Start of RECORDS SHOWN

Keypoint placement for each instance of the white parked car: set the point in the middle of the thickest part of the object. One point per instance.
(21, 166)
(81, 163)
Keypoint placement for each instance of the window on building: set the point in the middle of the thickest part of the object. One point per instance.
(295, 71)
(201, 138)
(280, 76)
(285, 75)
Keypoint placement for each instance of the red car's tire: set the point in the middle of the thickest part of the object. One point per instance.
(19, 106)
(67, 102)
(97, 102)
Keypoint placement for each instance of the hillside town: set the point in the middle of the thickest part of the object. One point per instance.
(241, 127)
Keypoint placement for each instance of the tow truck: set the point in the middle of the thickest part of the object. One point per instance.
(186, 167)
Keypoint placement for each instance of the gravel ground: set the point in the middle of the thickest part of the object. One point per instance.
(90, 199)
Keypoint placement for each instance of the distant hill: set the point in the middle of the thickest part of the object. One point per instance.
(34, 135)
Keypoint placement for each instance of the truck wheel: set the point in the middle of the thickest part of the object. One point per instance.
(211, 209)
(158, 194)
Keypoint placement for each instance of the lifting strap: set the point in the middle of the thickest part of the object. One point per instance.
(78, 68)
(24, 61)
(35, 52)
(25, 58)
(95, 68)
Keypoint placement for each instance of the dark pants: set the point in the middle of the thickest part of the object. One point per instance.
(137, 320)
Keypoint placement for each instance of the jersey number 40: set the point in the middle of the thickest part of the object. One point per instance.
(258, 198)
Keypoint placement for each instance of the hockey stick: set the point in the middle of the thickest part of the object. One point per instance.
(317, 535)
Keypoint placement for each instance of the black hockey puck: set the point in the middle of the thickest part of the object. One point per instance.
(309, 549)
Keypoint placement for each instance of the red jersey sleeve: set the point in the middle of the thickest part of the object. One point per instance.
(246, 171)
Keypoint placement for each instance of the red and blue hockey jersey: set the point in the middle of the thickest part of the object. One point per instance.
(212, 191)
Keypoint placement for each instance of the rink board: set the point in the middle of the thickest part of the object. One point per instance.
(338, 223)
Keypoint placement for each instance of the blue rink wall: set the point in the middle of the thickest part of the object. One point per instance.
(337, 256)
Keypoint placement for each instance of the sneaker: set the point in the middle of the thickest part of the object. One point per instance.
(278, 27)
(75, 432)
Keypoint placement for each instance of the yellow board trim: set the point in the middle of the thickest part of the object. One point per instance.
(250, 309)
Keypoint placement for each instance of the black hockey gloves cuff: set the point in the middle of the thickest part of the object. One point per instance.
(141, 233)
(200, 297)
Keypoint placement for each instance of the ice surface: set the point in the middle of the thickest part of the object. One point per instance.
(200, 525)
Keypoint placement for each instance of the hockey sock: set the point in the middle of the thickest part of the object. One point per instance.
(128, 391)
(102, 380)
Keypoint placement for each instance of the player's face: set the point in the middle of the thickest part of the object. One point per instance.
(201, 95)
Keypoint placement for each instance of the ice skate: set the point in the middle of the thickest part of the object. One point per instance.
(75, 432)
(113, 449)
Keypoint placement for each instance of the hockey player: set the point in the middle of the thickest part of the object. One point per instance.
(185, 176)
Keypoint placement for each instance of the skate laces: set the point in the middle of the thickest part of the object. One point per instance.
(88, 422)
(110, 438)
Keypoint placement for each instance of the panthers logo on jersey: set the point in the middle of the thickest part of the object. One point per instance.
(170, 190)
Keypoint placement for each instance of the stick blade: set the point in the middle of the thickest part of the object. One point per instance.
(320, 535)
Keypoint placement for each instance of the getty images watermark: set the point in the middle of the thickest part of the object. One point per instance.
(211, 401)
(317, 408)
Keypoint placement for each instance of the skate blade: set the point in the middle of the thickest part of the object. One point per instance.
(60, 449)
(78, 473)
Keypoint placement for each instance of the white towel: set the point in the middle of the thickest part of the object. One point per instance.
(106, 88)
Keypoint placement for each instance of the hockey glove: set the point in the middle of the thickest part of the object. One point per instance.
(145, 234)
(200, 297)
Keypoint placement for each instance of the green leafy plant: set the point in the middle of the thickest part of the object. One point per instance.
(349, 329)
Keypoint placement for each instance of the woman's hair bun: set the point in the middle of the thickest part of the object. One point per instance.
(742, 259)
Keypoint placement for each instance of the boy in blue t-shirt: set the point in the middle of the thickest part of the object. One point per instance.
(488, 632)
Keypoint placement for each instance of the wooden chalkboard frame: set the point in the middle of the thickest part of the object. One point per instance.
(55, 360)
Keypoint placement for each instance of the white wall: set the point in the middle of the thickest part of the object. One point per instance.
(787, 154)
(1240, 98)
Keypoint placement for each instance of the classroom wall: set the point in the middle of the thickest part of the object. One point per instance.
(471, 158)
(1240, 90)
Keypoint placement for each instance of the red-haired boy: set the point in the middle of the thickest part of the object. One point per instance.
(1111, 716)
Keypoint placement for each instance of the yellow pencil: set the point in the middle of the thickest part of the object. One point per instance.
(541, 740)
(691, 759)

End of RECORDS SHOWN

ACTIVITY:
Only the lines from the one with "Keypoint placement for each instance of the red-haired" through the end of the data should be printed, each exactly as it appears.

RESULT OF THIS TASK:
Keypoint placement for each instance of the red-haired boy: set the point in the middle of the thickest part of the object. One point per instance.
(1111, 716)
Keypoint placement for each instance of the yellow pencil: set the point in the middle of the thickest part of the object. One point per instance.
(541, 740)
(691, 759)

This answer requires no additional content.